* **RECORDS SHOWN**
— Begin —

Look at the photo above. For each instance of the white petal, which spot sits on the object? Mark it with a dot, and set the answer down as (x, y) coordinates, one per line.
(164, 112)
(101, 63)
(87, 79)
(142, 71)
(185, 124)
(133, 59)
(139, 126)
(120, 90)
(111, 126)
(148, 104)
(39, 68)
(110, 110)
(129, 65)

— End —

* **TO BE DONE**
Reproduce all of the data above line for line, leaving the wording unchanged and adding -75 to every x and y coordinate in the answers.

* **THE OUTPUT**
Look at the photo above. For each instance of the white petal, which spot sits on the object? Mark it with a dot, and set the answer down as (x, y) coordinates, one per line.
(89, 37)
(26, -12)
(12, 4)
(67, -4)
(110, 49)
(58, -16)
(64, 51)
(45, 15)
(36, 51)
(73, 29)
(-36, -7)
(35, 35)
(54, -10)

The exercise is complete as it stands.